↓↓↓

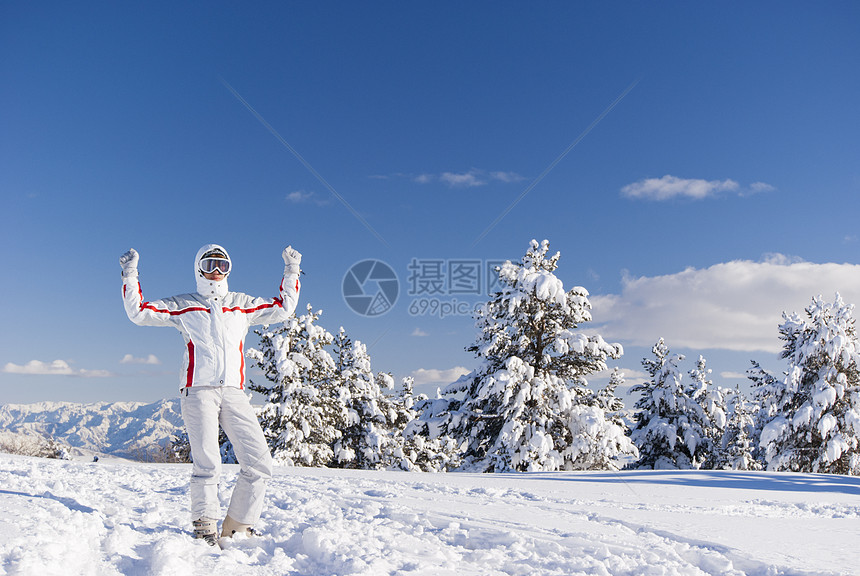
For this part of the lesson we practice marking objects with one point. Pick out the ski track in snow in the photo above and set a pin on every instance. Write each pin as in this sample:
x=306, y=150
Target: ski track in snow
x=73, y=517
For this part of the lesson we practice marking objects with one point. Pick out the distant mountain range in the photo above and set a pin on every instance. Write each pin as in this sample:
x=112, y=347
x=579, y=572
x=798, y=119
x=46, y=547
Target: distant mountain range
x=122, y=429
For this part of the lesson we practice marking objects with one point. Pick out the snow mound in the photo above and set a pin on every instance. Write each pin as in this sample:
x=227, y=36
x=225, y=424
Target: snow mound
x=62, y=517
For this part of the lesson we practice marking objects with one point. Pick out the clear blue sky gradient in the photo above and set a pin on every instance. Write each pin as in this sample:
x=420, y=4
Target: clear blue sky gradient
x=118, y=130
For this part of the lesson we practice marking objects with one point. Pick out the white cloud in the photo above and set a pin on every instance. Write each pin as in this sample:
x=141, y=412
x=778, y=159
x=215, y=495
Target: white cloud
x=433, y=376
x=669, y=187
x=506, y=177
x=129, y=359
x=304, y=197
x=469, y=179
x=55, y=368
x=735, y=305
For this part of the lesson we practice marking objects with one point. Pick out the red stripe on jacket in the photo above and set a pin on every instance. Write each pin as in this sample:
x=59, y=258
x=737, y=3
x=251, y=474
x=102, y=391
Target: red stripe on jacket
x=276, y=302
x=242, y=365
x=189, y=378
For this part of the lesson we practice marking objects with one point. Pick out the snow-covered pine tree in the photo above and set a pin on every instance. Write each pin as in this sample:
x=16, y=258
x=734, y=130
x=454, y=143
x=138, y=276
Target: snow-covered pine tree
x=609, y=402
x=711, y=419
x=303, y=416
x=768, y=393
x=667, y=427
x=526, y=407
x=421, y=449
x=814, y=413
x=737, y=448
x=370, y=414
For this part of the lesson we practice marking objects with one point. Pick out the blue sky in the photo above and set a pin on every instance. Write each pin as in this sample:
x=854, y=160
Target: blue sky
x=696, y=166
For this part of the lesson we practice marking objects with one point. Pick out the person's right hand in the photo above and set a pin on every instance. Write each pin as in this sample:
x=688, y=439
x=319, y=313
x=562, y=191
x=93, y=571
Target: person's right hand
x=128, y=261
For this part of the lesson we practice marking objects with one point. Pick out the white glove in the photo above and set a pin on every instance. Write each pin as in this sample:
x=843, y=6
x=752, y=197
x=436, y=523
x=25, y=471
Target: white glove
x=128, y=261
x=292, y=259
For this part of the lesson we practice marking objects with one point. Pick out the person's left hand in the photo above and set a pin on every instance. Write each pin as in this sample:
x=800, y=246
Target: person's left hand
x=292, y=260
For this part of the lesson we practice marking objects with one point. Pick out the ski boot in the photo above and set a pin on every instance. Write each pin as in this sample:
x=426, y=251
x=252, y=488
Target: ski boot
x=231, y=528
x=206, y=529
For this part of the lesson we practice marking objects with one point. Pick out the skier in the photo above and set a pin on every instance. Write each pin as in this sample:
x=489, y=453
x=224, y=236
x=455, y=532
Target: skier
x=213, y=323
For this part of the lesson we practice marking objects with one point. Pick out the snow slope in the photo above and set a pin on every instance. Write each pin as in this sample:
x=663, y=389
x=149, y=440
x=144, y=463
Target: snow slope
x=74, y=517
x=124, y=429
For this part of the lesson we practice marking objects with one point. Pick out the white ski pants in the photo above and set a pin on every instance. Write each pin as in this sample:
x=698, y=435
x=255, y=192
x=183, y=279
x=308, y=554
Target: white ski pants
x=203, y=409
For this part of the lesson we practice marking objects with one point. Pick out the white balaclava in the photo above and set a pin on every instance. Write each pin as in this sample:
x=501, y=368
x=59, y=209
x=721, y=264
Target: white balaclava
x=210, y=288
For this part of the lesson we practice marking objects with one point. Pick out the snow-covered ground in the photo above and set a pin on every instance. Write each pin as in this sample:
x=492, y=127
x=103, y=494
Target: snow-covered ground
x=117, y=517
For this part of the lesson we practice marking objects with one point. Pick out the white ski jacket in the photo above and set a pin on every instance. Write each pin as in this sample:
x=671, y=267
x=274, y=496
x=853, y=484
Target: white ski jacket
x=214, y=326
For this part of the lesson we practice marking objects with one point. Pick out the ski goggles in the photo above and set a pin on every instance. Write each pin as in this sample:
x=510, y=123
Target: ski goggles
x=213, y=264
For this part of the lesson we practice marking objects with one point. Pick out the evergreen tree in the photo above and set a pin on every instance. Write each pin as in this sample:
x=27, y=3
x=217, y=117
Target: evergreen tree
x=668, y=430
x=710, y=421
x=371, y=415
x=527, y=407
x=812, y=417
x=419, y=448
x=737, y=448
x=303, y=416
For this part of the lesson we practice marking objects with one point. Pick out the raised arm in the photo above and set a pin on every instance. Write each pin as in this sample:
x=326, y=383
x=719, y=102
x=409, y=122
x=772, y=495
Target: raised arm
x=279, y=309
x=142, y=313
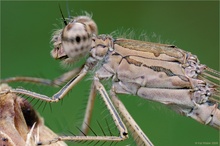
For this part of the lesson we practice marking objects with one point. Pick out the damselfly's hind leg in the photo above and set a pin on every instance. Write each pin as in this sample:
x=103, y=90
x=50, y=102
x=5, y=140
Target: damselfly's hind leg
x=123, y=134
x=89, y=108
x=55, y=82
x=139, y=136
x=57, y=96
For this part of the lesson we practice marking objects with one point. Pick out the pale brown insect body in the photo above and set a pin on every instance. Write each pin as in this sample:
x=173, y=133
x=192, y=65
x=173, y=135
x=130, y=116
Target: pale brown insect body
x=158, y=72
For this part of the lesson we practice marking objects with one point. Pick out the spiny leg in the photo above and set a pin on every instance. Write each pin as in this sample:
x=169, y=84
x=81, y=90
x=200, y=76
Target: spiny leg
x=89, y=108
x=55, y=82
x=116, y=117
x=137, y=132
x=57, y=96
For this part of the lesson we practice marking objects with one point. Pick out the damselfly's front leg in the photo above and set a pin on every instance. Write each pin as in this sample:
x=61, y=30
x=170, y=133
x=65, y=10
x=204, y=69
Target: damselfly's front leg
x=55, y=82
x=57, y=96
x=116, y=117
x=137, y=133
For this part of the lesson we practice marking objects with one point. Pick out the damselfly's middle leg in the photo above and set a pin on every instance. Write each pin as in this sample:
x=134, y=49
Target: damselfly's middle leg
x=123, y=134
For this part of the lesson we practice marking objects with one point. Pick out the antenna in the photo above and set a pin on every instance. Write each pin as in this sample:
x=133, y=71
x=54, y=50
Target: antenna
x=64, y=20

↑↑↑

● **TASK INSTRUCTIONS**
Copy the listing from the line containing "out the spiny" through the end of the listing, requests included. Shift both the x and y values of each answer pin up by 98, and leave the format samples unchanged.

● **WRITTEN SOLUTION**
For this part of the lesson we practice marking objects with one point. Pick out the spiny leg in the photo above and set a pin on every instance. Write each pin as in this sample:
x=169, y=84
x=81, y=90
x=200, y=76
Target: spiny leg
x=187, y=206
x=153, y=180
x=214, y=215
x=235, y=230
x=155, y=194
For this part of the lesson we practice marking objects with one point. Pick out the damselfly's front leg in the photo above and set a pin on every instance. Write each pin as in this sample:
x=61, y=30
x=170, y=133
x=65, y=10
x=204, y=69
Target: damselfly's front leg
x=153, y=180
x=155, y=194
x=214, y=215
x=235, y=231
For this part of the lesson we practice marking objects with one point. Pick out the damselfly's middle leg in the photo above and set a pin on every instance. Write each pin as in this sample:
x=134, y=49
Target: damselfly's middle leg
x=221, y=232
For this part of the lesson we practice marking objects with one point. Pick out the antenna in the photo above and set a pin on every instance. Write each pin as in this sample:
x=133, y=71
x=54, y=50
Target: antenna
x=162, y=118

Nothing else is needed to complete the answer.